__Work request__:
All entries must be set down once more, precisely as given.

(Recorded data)
· · · ·

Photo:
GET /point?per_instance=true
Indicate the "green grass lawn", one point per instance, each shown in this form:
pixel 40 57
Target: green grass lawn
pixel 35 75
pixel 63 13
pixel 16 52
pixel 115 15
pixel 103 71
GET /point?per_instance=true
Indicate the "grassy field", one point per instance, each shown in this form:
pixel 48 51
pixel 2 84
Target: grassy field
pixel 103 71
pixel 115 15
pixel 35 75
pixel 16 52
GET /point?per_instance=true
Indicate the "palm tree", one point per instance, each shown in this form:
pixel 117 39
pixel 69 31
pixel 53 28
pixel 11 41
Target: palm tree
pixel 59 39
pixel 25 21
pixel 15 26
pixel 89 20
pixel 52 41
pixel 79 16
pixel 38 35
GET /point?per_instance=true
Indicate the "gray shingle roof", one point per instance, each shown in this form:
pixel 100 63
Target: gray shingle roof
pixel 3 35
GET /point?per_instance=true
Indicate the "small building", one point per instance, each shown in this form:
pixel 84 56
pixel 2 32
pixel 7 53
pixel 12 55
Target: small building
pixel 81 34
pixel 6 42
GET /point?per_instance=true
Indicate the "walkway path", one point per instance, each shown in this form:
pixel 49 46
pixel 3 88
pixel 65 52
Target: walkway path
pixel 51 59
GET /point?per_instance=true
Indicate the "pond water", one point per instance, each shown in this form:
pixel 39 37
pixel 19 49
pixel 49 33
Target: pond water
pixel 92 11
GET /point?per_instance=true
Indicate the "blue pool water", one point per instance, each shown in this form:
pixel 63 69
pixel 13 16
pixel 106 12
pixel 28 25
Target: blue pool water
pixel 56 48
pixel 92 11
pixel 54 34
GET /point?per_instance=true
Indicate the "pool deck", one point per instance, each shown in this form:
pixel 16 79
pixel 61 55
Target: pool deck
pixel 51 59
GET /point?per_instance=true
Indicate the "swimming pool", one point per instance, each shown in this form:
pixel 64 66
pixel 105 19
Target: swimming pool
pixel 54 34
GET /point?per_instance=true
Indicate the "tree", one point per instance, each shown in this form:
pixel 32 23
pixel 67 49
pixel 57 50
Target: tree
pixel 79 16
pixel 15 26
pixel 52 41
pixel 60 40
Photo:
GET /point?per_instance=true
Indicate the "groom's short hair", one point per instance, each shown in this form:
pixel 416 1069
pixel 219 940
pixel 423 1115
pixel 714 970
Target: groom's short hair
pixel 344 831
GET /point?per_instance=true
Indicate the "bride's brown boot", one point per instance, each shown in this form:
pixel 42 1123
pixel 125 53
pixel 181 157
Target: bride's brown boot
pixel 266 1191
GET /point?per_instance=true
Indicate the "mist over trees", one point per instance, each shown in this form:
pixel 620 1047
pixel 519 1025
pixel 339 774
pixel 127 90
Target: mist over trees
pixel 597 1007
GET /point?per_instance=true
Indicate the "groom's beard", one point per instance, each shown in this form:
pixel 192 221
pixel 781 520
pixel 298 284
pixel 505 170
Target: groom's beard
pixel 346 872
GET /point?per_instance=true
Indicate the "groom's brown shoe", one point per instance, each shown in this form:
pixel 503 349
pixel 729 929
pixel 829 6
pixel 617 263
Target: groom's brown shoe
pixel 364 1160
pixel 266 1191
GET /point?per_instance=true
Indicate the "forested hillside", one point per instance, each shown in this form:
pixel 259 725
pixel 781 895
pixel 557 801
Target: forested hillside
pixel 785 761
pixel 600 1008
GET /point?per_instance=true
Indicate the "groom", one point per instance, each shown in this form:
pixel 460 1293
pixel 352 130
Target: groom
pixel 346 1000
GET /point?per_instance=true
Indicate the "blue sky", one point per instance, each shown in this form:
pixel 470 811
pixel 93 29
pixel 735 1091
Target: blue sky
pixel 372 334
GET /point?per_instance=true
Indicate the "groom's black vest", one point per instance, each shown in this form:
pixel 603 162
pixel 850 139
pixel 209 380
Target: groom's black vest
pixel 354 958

· · · ·

__Exercise result__:
Photo:
GET /point?per_instance=true
Indicate the "green grass lawn", one point per instance, each shown in this form:
pixel 40 57
Target: green grass lawn
pixel 35 75
pixel 63 13
pixel 16 52
pixel 115 15
pixel 103 71
GET /point?per_instance=true
Indicate the "grassy field", one point per instance, each shown in this form:
pixel 48 51
pixel 2 84
Target: grassy field
pixel 103 71
pixel 115 15
pixel 35 75
pixel 16 52
GET /point?per_instance=true
Indicate the "palm tree", one point per instance, each shown in this form:
pixel 117 39
pixel 69 31
pixel 53 28
pixel 11 41
Target: palm tree
pixel 59 39
pixel 25 21
pixel 15 26
pixel 89 20
pixel 52 41
pixel 79 16
pixel 38 35
GET /point?per_instance=true
Indicate the "gray shingle roof", one point per instance, each shown in this form:
pixel 100 63
Target: gray shingle roof
pixel 3 35
GET /point?per_instance=true
Indicate the "small building", one point per instance, each shown in this form:
pixel 84 56
pixel 2 32
pixel 7 53
pixel 12 55
Target: small building
pixel 81 34
pixel 6 42
GET /point?per_instance=true
Indicate the "walkway path", one point per instance, each shown in this form:
pixel 49 46
pixel 3 88
pixel 65 52
Target: walkway path
pixel 51 59
GET /point?per_instance=true
Indicate the "pond water", one point per instance, each shown in this form:
pixel 39 37
pixel 19 49
pixel 49 33
Target: pond water
pixel 92 11
GET /point?per_instance=true
Indicate the "blue pool water", one point per instance, each shown in this form:
pixel 63 69
pixel 13 16
pixel 106 12
pixel 28 25
Target: blue pool water
pixel 56 48
pixel 92 11
pixel 54 34
GET /point?per_instance=true
Indicate the "pool deck", one point per instance, each shown in this form:
pixel 16 79
pixel 61 55
Target: pool deck
pixel 51 59
GET /point?per_instance=true
Indicate the "swimming pool", one point per instance, each shown in this form:
pixel 64 66
pixel 105 19
Target: swimming pool
pixel 54 34
GET /point?per_instance=true
Indicate the "tree", one point per instance, each shown in this form:
pixel 32 23
pixel 67 49
pixel 57 50
Target: tree
pixel 79 16
pixel 15 26
pixel 52 41
pixel 60 40
Photo:
GET /point?per_instance=true
Indicate the "groom's short hair", one point per instance, each shown in this form:
pixel 416 1069
pixel 219 940
pixel 423 1115
pixel 714 970
Target: groom's short hair
pixel 344 831
GET /point?per_instance=true
Indicate the "bride's brown boot", one point per instance, each shown in this form:
pixel 42 1123
pixel 125 53
pixel 181 157
Target: bride's brown boot
pixel 266 1191
GET /point?per_instance=true
Indicate the "mist over trees", one point per instance, each shown in this form:
pixel 620 1047
pixel 519 1025
pixel 339 774
pixel 127 90
Target: mist over trees
pixel 597 1007
GET /point?per_instance=true
Indicate the "groom's beard", one point per instance, each shown in this form:
pixel 192 221
pixel 781 520
pixel 298 284
pixel 505 170
Target: groom's beard
pixel 346 872
GET /point?per_instance=true
Indicate the "groom's brown shoe", one point per instance, each shown in this form:
pixel 503 349
pixel 729 929
pixel 829 6
pixel 617 263
Target: groom's brown shoe
pixel 364 1160
pixel 266 1191
GET /point?per_instance=true
Indicate the "forested hillside", one point per instance, each shown in this form:
pixel 259 725
pixel 781 895
pixel 557 801
Target: forested hillside
pixel 785 761
pixel 600 1008
GET /point?per_instance=true
Indicate the "groom", one point per instance, each shown in this form:
pixel 460 1293
pixel 352 130
Target: groom
pixel 346 1000
GET /point?per_instance=true
Indicate the "blue sky", one point per instance, each shown in this form:
pixel 470 811
pixel 93 29
pixel 735 1091
Target: blue sky
pixel 372 334
GET /point?per_instance=true
Indicate the "groom's black vest", one point per instance, each shown in this form:
pixel 603 162
pixel 850 139
pixel 209 380
Target: groom's black vest
pixel 354 958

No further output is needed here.